Task goal »
In the data below, how many lines contain the word "hanging"? Answer with the number alone.

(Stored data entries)
★ ★ ★ ★ ★ ★ ★

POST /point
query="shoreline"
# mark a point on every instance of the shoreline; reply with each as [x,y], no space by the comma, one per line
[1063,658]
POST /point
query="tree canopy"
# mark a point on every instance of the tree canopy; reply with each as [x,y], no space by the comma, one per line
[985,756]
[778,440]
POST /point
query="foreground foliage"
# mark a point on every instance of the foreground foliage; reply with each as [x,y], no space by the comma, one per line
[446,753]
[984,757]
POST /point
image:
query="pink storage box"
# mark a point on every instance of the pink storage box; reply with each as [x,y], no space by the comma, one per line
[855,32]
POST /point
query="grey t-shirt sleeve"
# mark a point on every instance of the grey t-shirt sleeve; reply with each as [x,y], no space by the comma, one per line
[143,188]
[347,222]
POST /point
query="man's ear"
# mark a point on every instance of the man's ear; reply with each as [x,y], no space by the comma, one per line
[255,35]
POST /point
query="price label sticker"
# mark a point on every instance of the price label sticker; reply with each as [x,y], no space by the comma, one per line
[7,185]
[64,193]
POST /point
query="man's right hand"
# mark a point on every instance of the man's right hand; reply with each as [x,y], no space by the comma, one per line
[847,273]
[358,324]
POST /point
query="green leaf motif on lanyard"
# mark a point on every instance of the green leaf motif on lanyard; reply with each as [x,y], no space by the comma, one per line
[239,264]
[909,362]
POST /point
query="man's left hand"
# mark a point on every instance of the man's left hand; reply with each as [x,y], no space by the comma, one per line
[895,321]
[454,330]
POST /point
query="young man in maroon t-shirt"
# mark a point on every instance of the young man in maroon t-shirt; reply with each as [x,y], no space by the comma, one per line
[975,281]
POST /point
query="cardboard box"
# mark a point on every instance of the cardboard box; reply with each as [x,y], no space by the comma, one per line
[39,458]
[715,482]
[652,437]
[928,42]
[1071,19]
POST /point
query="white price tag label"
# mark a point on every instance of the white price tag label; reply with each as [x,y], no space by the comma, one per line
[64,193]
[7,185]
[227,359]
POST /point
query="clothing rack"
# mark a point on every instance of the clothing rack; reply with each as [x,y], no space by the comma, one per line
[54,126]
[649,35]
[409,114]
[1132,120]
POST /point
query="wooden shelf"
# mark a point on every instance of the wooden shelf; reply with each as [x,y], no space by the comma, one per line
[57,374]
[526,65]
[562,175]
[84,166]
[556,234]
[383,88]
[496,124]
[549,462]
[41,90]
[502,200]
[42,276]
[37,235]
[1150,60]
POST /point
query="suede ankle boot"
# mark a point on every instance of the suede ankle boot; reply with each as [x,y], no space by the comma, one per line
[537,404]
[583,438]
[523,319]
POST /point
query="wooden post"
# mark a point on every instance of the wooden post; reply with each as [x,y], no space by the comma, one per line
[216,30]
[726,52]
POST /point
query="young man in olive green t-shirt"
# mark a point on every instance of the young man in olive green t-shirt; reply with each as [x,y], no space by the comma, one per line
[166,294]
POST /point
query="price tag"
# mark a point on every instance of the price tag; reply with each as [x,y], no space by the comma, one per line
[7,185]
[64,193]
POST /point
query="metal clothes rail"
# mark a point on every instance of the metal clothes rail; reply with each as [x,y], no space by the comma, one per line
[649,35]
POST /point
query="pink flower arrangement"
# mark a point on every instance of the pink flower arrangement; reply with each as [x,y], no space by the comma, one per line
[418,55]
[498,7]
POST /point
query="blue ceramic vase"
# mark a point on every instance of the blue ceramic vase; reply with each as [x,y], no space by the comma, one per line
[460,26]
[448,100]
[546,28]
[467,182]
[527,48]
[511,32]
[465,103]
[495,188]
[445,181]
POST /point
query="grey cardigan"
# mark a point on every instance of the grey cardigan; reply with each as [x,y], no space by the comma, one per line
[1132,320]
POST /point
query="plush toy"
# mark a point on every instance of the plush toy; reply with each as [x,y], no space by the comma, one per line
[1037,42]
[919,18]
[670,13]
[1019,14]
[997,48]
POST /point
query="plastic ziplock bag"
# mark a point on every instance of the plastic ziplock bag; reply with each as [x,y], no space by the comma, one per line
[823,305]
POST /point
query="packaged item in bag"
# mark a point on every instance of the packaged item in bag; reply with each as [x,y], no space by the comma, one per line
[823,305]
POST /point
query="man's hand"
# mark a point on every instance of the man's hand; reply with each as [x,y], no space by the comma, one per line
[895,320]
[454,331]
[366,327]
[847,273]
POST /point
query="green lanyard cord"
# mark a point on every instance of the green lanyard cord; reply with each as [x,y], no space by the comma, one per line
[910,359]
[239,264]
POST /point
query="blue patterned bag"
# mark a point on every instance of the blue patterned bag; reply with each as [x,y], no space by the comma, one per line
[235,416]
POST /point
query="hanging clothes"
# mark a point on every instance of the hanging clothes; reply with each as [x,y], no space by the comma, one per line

★ ★ ★ ★ ★ ★ ★

Output for this exercise »
2